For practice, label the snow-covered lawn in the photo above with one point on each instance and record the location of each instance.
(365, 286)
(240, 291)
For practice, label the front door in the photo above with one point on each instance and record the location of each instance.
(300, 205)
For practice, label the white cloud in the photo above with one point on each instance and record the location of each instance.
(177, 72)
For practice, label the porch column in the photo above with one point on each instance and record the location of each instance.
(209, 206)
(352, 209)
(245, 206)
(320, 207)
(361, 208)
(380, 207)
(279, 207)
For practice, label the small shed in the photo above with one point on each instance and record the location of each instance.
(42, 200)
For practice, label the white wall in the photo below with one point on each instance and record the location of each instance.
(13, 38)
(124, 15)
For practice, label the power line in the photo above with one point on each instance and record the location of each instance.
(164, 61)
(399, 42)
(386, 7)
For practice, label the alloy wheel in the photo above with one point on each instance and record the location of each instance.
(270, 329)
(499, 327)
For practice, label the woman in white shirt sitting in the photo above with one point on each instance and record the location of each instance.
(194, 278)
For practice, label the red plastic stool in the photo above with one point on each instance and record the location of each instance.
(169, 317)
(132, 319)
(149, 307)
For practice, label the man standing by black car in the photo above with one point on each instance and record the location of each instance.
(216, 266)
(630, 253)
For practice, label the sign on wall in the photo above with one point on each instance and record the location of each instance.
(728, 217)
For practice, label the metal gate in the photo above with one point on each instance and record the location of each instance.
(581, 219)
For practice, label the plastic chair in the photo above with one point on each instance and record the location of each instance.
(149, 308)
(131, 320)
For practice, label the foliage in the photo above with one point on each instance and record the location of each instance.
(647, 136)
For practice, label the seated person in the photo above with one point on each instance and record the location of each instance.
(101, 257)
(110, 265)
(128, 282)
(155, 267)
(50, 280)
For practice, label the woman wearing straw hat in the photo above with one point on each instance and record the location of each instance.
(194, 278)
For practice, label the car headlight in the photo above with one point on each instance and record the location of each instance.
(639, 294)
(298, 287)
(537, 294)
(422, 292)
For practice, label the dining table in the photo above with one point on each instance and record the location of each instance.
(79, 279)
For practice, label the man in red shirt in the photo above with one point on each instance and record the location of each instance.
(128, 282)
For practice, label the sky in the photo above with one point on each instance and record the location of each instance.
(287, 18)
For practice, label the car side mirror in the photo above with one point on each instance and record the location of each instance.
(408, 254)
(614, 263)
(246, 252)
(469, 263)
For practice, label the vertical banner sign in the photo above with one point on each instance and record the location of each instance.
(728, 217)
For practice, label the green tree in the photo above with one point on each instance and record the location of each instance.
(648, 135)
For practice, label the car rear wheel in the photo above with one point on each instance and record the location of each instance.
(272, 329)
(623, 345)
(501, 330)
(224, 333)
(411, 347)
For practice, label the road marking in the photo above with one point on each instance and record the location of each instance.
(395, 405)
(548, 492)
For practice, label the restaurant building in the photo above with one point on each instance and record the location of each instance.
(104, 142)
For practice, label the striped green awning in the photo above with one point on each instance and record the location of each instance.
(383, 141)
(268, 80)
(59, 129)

□ □ □

**Exercise**
Every record shown above should be written out again exactly.

**Final answer**
For practice, label the snow-covered lawn in the photo above with one point on each instance and record the location of each instance.
(365, 286)
(240, 291)
For practice, label the front door in the photo above with one point on each instance and record the location of each instance.
(300, 205)
For practice, label the white cloud in the photo above with one point on each instance and record the location of each instance.
(177, 72)
For practice, label the porch column in the photo above with one point on each instance and record the location of each instance.
(209, 206)
(352, 209)
(245, 206)
(320, 207)
(361, 208)
(380, 207)
(279, 207)
For practice, label the small shed in the photo above with one point on each instance and record the location of each instance.
(42, 200)
For practice, label the white wall in the photo below with one point on each instance and record the location of each instance.
(13, 38)
(124, 15)
For practice, label the power line in the photo above with one point on each instance and record the location of each instance.
(164, 61)
(399, 42)
(386, 7)
For practice, label the alloy wheel in the photo above with one point on each instance and record the location of each instance.
(270, 329)
(499, 327)
For practice, label the woman in white shirt sitting in the photo above with one point on each instance and record the location of each instance.
(194, 278)
For practice, label the red plastic stool in the photo above with one point on each instance and record the location of each instance.
(169, 317)
(132, 319)
(149, 307)
For practice, label the man standing by black car in the photo above with one point on each instance and record the location of each instance.
(216, 266)
(630, 253)
For practice, label the sign on wall in the photo above with one point on each instance and record the location of each instance.
(728, 217)
For practice, label the metal gate in the photo above with one point on each instance and record the location of each instance.
(581, 219)
For practice, label the plastic chair in the photo above with one point on each instance and record the location of each instance.
(149, 308)
(131, 320)
For practice, label the foliage in the photo above with one point on each instance and record the location of each instance.
(647, 136)
For practice, label the seated person in the photo above with one point on each instance and record the location of each instance.
(101, 257)
(110, 265)
(128, 282)
(155, 267)
(50, 280)
For practice, label the woman wearing straw hat in the photo above with one point on each instance and record the location of each instance.
(194, 278)
For practice, label the car headlight in the photo above with one point on each instance and record the location of each instance.
(639, 294)
(298, 287)
(537, 294)
(422, 292)
For practice, label the dining table in the photo above with one point on each instance and record the location of each instance.
(79, 279)
For practice, label the man in red shirt in the photo above with one point on each instance and record the location of each instance.
(128, 282)
For practice, label the sky in the photo above with one point on each instance and record the location of each instance.
(287, 18)
For practice, label the car side mirror in the photo above with one point on each instance and record the location of each instance.
(408, 254)
(614, 263)
(246, 252)
(469, 263)
For practice, label the vertical banner sign in the photo above with one point on each instance and record the location of each instance.
(728, 217)
For practice, label the green tree in the photo above with one point on each instance and record the location of each instance.
(648, 135)
For practice, label the car rear wheel in the photo above with one point on each instance and record the location of each instance.
(272, 329)
(623, 345)
(501, 330)
(224, 333)
(411, 347)
For practice, label the road marking in the photo above with one point on each instance and record the location of each instance.
(395, 405)
(548, 492)
For practice, label the restaurant building in the photo above with one point on each instance and record the location of each instance.
(104, 142)
For practice, label the striped green awning in the photo above with one point on each instance and record the location of each instance.
(383, 141)
(268, 80)
(59, 129)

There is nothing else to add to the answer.